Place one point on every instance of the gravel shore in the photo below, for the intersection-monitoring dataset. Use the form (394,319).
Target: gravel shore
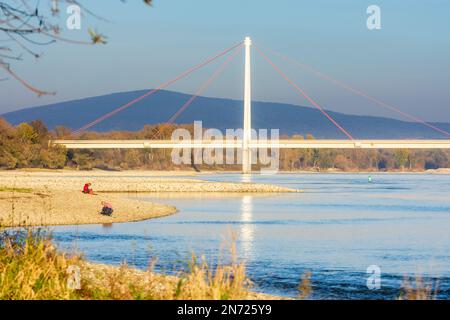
(43,198)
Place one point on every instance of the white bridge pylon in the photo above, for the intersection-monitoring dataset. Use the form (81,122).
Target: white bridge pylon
(247,144)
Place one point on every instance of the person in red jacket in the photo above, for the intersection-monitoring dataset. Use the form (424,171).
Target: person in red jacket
(87,188)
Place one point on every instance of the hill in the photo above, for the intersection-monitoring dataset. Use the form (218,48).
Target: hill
(218,113)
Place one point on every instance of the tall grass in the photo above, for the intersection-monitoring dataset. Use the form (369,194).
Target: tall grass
(32,268)
(416,288)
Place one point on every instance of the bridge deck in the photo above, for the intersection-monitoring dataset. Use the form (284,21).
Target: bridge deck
(282,144)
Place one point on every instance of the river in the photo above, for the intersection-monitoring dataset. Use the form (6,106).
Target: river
(340,226)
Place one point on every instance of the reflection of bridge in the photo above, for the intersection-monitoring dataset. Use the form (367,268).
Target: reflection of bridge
(245,143)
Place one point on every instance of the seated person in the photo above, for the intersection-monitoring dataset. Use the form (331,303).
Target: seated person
(87,189)
(107,209)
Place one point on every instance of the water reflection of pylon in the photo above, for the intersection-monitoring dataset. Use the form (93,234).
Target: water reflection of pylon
(247,229)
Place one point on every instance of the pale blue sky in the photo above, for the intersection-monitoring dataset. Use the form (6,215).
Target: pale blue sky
(407,63)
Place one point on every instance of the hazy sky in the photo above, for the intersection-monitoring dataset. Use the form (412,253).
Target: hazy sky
(406,63)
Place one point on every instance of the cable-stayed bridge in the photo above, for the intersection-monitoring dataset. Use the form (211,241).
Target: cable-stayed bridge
(245,143)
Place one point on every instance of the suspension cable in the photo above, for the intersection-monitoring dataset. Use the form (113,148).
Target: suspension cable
(151,92)
(359,92)
(303,93)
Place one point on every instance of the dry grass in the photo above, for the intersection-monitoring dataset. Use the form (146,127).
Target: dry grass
(32,268)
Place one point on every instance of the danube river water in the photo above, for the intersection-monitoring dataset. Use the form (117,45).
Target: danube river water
(340,226)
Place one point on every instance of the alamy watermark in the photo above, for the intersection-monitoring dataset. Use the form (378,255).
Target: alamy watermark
(374,19)
(374,278)
(225,150)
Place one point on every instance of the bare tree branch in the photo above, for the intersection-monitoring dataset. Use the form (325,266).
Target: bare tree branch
(27,26)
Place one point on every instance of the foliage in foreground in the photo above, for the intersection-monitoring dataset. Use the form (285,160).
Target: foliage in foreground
(32,268)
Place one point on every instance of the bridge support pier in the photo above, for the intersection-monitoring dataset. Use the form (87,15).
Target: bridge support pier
(247,130)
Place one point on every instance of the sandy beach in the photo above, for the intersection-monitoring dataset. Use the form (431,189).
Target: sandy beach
(44,198)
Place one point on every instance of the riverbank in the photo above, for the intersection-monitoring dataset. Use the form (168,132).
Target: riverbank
(44,207)
(44,198)
(126,182)
(162,287)
(32,268)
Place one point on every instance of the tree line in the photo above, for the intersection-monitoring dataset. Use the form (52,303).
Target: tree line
(27,146)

▬▬▬▬▬▬

• [Instructions for the task]
Copy all the data exactly as written, but skip any picture.

• [The completed task]
Place one point on every instance of the gravel shore in the photo below, for the intersection-monitoring dataset. Use the form (394,319).
Target: gravel shore
(43,198)
Place one point on every instance of the white bridge pylon in the photo above, for the intersection-monitoring dataset. Use the form (81,122).
Target: white bridge pylon
(247,144)
Place one point on every instance of the person in red jacket in the photo above, for the intersection-monitoring dataset. Use the form (424,171).
Target: person in red jacket
(87,188)
Place one point on every instance of the hill in the photo above, for the intersection-monitoring dataset. Use the form (218,48).
Target: hill
(218,113)
Place one point on every instance of the tall grass in the photo above, for the intersection-monitoring dataset. Use the form (369,194).
Target: tall grass
(32,268)
(416,288)
Place one point on every instance of the bridge deck in the photo above, for the intersection-monitoring dataset. Use the form (284,21).
Target: bridge deck
(282,144)
Place one point on every instance of the river in the photo above, for the intersection-monitoring dataset. Use the form (6,106).
Target: river
(340,226)
Place one point on every instance of the reflection of bridge in the photo above, for the intersection-monitoring dataset. Use the form (367,268).
Target: reflection of bridge
(245,143)
Place one point on every instance of the seated person in the photo above, for the intersection-monitoring dataset. Use the form (331,303).
Target: seated person
(87,189)
(107,209)
Place one point on every instance of the water reflection of pylon in the photo above, for the intersection-monitoring dataset. Use the form (93,234).
Target: water reflection of pylon
(247,229)
Place one point on every instance of the pale blue sky in the photo above, for the intersection-monitoring dataset. Use the form (6,215).
Target: pale blue sky
(407,63)
Place one point on every instance of the hazy sky in the photo above, for the intersection-monitoring dataset. Use the form (412,253).
Target: hazy sky
(406,63)
Place one point on every instance of the cable-stayed bridge in the photo above, for the intersection-monitoring dataset. Use the form (211,241).
Target: cable-stayed bridge
(245,143)
Place one point on every instance of the suspension cable in the photo above, for the intersection-monitoring dataset. Use the form (113,148).
Target: suspension cable
(151,92)
(359,92)
(303,93)
Place one point on every instance of the dry grass in the photo above, for the intersection-monitoring dataset. Use the form (146,127).
Target: dry grass
(32,268)
Place one point on every instance of the danube river water in the photo above, for the intersection-monitoring dataset. Use the form (117,45).
Target: danube river water
(340,226)
Place one point on every instance of the alamy watermark in the photo above, for the intersection-monitoring dataset. Use the form (378,255).
Target: alamy watermark
(374,19)
(374,278)
(225,150)
Place one point on every instance of the bare tree branch in the photo above, for the intersection-monitoring dataset. Use the form (325,266).
Target: bare tree branch
(27,26)
Place one point on every instance of the foliage in foreground in the photo above, for the intersection-monitoring dataset. Use the form (285,160).
Target: foliage in foreground
(32,268)
Place one point on every instance of the bridge support pier in the photo above, for the intersection-monitoring dataset. Use the form (87,15).
Target: bridge support pier
(247,130)
Place one point on every instance of the sandy beach in the photo above, for the intersection-monitoring dataset. Use the form (431,189).
Target: sandy beach
(44,198)
Place one point on every instance of the riverbank in the photo above, for the intersection-monitoring dataset. Use the form (168,132).
Target: riverbank
(44,207)
(44,198)
(126,182)
(162,287)
(32,268)
Place one point on every instance of the tree line in the photo above, for the intersection-monitoring dataset. Use the form (52,303).
Target: tree line
(27,146)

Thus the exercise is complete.